GIVEN PROBLEM: Output each line of the material exactly as it stands.

MATERIAL FOR THE TASK:
--------
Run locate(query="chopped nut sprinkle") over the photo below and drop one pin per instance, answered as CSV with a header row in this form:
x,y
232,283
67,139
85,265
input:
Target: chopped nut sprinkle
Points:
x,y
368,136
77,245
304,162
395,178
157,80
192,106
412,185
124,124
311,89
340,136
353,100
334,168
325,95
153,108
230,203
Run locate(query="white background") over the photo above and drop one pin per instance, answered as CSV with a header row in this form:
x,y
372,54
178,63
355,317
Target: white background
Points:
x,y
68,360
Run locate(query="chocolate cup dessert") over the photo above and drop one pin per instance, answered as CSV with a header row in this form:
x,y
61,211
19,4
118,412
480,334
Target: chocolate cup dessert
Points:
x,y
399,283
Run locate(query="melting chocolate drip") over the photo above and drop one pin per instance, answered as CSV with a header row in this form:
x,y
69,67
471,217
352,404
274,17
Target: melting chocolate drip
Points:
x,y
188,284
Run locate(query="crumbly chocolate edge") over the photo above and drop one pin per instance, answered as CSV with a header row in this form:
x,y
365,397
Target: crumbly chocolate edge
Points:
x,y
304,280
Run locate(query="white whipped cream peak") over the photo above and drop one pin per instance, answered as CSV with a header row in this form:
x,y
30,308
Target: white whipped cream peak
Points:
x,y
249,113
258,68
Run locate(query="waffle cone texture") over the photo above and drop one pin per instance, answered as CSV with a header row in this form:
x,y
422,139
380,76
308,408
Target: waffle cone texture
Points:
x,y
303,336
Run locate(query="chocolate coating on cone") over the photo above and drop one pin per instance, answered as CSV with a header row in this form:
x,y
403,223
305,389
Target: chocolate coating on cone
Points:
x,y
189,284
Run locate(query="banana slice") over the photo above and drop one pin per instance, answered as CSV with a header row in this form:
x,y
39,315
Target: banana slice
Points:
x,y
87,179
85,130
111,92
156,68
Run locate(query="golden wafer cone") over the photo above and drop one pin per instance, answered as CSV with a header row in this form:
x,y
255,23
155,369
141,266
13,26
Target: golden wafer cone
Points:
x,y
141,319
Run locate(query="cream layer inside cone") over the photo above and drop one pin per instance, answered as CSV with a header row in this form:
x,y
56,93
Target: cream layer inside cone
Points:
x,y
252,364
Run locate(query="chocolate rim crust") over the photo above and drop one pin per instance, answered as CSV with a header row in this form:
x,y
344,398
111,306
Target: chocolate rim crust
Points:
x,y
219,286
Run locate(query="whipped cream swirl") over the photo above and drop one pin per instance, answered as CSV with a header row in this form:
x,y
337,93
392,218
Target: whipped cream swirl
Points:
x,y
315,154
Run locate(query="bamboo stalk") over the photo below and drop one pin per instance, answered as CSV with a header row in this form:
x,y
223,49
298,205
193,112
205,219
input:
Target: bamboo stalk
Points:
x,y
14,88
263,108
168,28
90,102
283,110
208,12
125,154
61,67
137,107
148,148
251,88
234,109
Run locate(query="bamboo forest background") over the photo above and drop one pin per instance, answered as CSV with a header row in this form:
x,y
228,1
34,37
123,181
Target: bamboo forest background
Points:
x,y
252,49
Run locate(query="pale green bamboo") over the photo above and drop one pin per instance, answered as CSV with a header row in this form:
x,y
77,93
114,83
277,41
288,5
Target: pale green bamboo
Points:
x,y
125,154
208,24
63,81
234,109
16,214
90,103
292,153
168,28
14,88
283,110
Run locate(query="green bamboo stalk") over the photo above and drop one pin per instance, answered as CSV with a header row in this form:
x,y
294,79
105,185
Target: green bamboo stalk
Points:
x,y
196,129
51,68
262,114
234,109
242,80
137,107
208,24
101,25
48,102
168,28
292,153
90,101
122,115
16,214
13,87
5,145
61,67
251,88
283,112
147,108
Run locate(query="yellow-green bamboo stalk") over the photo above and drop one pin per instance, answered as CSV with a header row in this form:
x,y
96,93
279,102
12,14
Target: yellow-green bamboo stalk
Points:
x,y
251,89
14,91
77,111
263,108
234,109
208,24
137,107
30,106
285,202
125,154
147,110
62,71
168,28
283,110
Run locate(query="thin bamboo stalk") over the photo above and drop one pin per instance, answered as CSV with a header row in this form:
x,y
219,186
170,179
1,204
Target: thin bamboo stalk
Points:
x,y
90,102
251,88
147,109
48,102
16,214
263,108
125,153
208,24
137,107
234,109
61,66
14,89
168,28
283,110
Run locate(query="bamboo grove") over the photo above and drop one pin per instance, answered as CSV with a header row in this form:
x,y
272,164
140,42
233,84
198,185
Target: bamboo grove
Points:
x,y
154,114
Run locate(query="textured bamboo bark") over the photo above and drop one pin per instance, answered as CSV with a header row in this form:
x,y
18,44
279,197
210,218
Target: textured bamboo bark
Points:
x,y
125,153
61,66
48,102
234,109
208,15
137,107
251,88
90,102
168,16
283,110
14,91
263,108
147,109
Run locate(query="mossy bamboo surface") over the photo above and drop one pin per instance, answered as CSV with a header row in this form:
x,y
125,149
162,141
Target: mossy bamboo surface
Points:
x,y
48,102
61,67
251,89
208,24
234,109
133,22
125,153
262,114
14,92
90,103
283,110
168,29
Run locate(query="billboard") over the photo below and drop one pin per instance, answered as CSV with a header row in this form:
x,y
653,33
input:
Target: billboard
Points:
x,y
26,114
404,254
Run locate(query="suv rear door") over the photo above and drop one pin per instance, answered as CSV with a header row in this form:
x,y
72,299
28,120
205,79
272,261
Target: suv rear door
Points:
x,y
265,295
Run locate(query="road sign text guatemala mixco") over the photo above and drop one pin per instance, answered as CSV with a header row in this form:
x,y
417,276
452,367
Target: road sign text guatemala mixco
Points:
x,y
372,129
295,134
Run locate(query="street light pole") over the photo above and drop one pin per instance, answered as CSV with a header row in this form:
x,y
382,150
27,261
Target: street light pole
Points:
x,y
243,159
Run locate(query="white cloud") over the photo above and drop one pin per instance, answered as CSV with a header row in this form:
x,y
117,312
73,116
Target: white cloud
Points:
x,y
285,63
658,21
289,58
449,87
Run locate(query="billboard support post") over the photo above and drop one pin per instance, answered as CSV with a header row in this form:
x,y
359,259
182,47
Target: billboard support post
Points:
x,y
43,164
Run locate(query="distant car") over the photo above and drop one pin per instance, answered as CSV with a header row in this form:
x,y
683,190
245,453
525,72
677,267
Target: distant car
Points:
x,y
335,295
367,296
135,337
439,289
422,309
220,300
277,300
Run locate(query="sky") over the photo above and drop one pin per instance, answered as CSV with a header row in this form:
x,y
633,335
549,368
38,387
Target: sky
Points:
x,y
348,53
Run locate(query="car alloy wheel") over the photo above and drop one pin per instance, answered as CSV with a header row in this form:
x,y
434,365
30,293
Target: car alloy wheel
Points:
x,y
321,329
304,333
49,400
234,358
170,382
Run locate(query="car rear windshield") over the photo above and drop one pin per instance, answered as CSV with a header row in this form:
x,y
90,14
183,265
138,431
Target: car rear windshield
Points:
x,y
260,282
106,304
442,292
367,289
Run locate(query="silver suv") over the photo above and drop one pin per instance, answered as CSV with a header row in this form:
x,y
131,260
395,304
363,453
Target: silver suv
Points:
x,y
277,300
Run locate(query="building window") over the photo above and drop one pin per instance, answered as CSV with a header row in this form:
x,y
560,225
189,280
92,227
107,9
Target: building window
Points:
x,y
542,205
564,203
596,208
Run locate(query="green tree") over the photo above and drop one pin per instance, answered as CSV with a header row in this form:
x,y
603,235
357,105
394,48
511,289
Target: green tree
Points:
--------
SOLUTION FOR THIS TASK:
Run locate(query="chopped nut sprinkle") over the photo below and drop one pin per instance, answered as CSV with a header row in this form:
x,y
232,283
67,139
85,265
input:
Target: chopped nut sprinkle
Points:
x,y
368,136
77,245
304,162
395,178
157,80
192,106
412,185
124,124
311,89
340,136
353,100
334,168
325,95
153,108
230,203
Run locate(query="white background") over the photo above and drop one pin per instance, answered as CSV with a header row in this form:
x,y
372,54
178,63
355,317
Target: white background
Points:
x,y
68,360
Run locate(query="chocolate cup dessert") over the photo above and drop one pin per instance, answered as CSV with a header row in this form:
x,y
61,211
19,4
118,412
480,334
Target: chocolate cup dessert
Points:
x,y
399,283
Run locate(query="melting chocolate drip") over the photo above and drop one pin per instance, answered as CSV with a header row in this form:
x,y
69,67
471,217
352,404
274,17
Target: melting chocolate drip
Points:
x,y
188,284
Run locate(query="crumbly chocolate edge") over the photo above and drop one pin per instance, answered as CSV with a header row in this form:
x,y
365,397
Target: crumbly chocolate edge
Points:
x,y
304,280
Run locate(query="white whipped cream peak") over the photo above and drop one pin per instance, answered as CSV with a header row in this form:
x,y
30,308
Target: white whipped cream peak
Points:
x,y
249,113
258,68
Run locate(query="waffle cone texture") over the photo above and drop one pin per instance, answered as CSV with a header row in this form:
x,y
422,139
380,76
308,408
Target: waffle cone texture
Points:
x,y
303,336
Run locate(query="chocolate coating on cone") over the photo above and drop one pin per instance, answered as CSV with a header row in this form:
x,y
403,223
305,389
Target: chocolate coating on cone
Points:
x,y
189,284
Run locate(query="banana slice") over the photo above and drop one pin per instance, answered as CSV with a header row in this form:
x,y
39,315
Target: banana slice
Points:
x,y
87,179
85,130
111,92
156,68
Run locate(query="golden wafer cone") over the photo above and drop one pin per instance, answered as CSV with a header row in this form:
x,y
255,23
155,369
141,266
13,26
Target: golden wafer cone
Points:
x,y
141,319
Run locate(query="cream layer inside cone") over the photo above and drop one pin per instance, answered as CSV with a header row in this form:
x,y
56,93
Target: cream layer inside cone
Points:
x,y
252,364
Run locate(query="chocolate rim crust") over the photo above and drop one pin per instance, answered as CSV with a header row in this form:
x,y
344,398
111,306
Target: chocolate rim crust
Points:
x,y
219,286
Run locate(query="whipped cream swirl") over the photo above and drop one pin per instance, answered as CSV with a header row in this form:
x,y
337,93
392,218
Target: whipped cream swirl
Points:
x,y
315,154
Run locate(query="bamboo stalk") over the photo below and drop one pin per instance, answered as CSV with a header row in this form:
x,y
223,49
298,205
193,112
205,219
input:
Target: bamboo stalk
Points:
x,y
14,88
263,108
168,28
90,102
283,110
208,12
125,154
61,67
137,107
148,148
251,88
234,109
Run locate(query="bamboo forest background") over the photo above and drop one pin per instance, answered as CSV with a header row in this form:
x,y
228,1
34,37
123,181
Target: bamboo forest background
Points:
x,y
252,49
Run locate(query="pale green bamboo") over the photo above and drop one pin per instance, answered as CSV with a header row in this form:
x,y
77,93
114,83
277,41
288,5
Target: pale green bamboo
Points:
x,y
125,154
208,24
63,81
234,109
16,214
90,103
292,153
168,28
14,88
283,110
Run locate(query="green bamboo stalk") over the photo above and drop one pin per instance, answered as CSV with a header row in this form:
x,y
294,79
105,185
Target: green bamboo stalk
Points:
x,y
196,129
51,68
262,114
234,109
242,80
137,107
208,24
101,25
48,102
168,28
292,153
90,101
122,115
16,214
13,87
5,145
61,67
251,88
283,112
147,108
Run locate(query="yellow-green bamboo stalk") over the photo above and drop one pin per instance, answered as CSV with a header row in this form:
x,y
96,93
279,102
12,14
Target: yellow-green bamboo stalk
Points:
x,y
251,89
14,91
77,111
263,108
234,109
208,24
137,107
30,106
285,202
125,154
147,110
62,71
168,28
283,110
Run locate(query="thin bamboo stalk") over the photo above and drop one pin per instance, answered as CSV with a header row in this form:
x,y
219,186
170,179
1,204
Target: thin bamboo stalk
Points:
x,y
90,102
251,88
147,109
48,102
16,214
263,108
125,153
208,24
137,107
234,109
61,66
14,89
168,28
283,110
Run locate(query="bamboo grove") over the photo above and drop one pin per instance, answered as CSV with a header row in this form:
x,y
272,164
140,42
233,84
198,185
Target: bamboo grove
Points:
x,y
154,114
Run locate(query="textured bamboo bark") over the photo above and drop one pin per instance, answered as CSV with a header row in this form:
x,y
18,44
279,197
210,218
Target: textured bamboo bark
Points:
x,y
125,153
61,66
48,102
234,109
208,15
137,107
251,88
90,102
168,16
283,110
14,91
263,108
147,109
Run locate(query="mossy bamboo surface") over the photo above and drop one pin per instance, answered as CSV with a header row in this form:
x,y
125,149
162,141
Target: mossy bamboo surface
Points:
x,y
48,102
61,67
251,89
208,24
234,109
133,22
125,153
262,114
14,92
90,103
283,110
168,29
Run locate(query="billboard") over the photo below and drop one pin per instance, answered as CSV with a header row in this form:
x,y
653,33
input:
Target: billboard
Points:
x,y
26,114
404,254
Run locate(query="suv rear door") over the photo above and drop one pin per instance, answered as CSV with a header row in this form:
x,y
72,299
28,120
205,79
272,261
Target: suv rear door
Points:
x,y
265,295
Run locate(query="road sign text guatemala mixco") over the photo above and drop one pin per instance, answered as CSV with a header row in this form:
x,y
417,276
452,367
Target: road sign text guatemala mixco
Points:
x,y
372,129
295,134
Run locate(query="street light pole") over the photo above and drop one pin per instance, answered as CSV with a header row in this form:
x,y
382,150
27,261
Target: street light pole
Points:
x,y
243,159
Run locate(query="white cloud") over the photo above and drop one pin per instance, answered as CSV with a header row in this form:
x,y
117,312
73,116
Target: white cloud
Points:
x,y
285,63
658,21
289,58
449,87
Run locate(query="billboard support post") over the photo above and drop one pin per instance, answered as CSV with a header row in this form:
x,y
359,259
182,47
Target: billboard support post
Points:
x,y
43,164
Run locate(query="distant car") over the photo above and drop one pin per instance, answered as CSV with a header row in this form:
x,y
683,190
245,453
525,72
677,267
Target: distant car
Points:
x,y
335,295
367,296
135,337
439,289
422,309
220,300
277,300
Run locate(query="sky") over the photo above and drop one pin per instance, answered as CSV with a header row in this form:
x,y
633,335
549,368
38,387
Target: sky
Points:
x,y
348,53
Run locate(query="car alloy wheel") over the photo above and drop one pin per instance, answered as CSV with a header row in this form:
x,y
434,365
30,293
Target: car alloy wheel
Points:
x,y
321,329
304,333
49,400
234,358
170,382
Run locate(query="car rear windshield") over the photo above and drop one pin per instance, answered as CSV with a header row in this form:
x,y
90,14
183,265
138,431
Target: car rear windshield
Points:
x,y
260,282
106,304
442,292
367,289
Run locate(query="silver suv") over the photo above and drop one pin per instance, answered as CSV with a header row in this form:
x,y
131,260
395,304
363,453
Target: silver suv
Points:
x,y
277,300
Run locate(query="building window") over the photo above and drop one pin per instance, answered as CSV with a header row in this form:
x,y
560,225
189,280
92,227
107,9
Target: building window
Points:
x,y
542,205
564,203
596,208
Run locate(query="green tree") over the photo above and drop one pin per instance, answered as CSV with a header row in this form:
x,y
603,235
357,105
394,48
511,289
Target: green tree
Points:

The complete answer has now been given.